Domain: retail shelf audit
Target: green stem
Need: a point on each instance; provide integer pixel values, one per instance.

==

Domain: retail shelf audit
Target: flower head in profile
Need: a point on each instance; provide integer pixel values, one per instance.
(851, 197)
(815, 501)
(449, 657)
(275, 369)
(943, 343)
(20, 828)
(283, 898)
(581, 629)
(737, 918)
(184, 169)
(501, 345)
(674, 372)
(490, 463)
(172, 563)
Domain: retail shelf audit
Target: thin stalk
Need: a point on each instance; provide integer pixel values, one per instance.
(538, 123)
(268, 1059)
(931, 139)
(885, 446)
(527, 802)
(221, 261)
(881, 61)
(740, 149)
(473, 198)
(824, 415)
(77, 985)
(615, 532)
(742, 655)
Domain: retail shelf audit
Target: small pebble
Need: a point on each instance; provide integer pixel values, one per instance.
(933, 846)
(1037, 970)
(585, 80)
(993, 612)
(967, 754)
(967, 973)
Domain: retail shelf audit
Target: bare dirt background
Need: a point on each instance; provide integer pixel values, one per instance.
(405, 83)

...

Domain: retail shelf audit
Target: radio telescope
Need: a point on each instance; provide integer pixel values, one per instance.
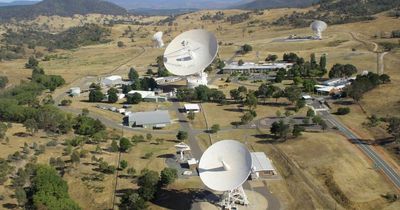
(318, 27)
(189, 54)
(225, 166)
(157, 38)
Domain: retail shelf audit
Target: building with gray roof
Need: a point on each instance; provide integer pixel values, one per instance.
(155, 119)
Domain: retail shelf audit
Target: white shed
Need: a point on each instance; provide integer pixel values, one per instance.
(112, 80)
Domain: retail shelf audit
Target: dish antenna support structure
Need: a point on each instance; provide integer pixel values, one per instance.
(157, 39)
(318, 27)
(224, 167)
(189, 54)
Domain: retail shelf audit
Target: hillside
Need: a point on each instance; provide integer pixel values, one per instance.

TASK OBJECTIVE
Copy all lines of the records that have the string "Target" in them.

OUTPUT FOR THIS TASK
Target: green stem
Target: flower head in profile
Target: thin stalk
Target: small pebble
Target: bare dirt background
Target: radio telescope
Target: building with gray roof
Target: white shed
Target: dish antenna support structure
Target: hillside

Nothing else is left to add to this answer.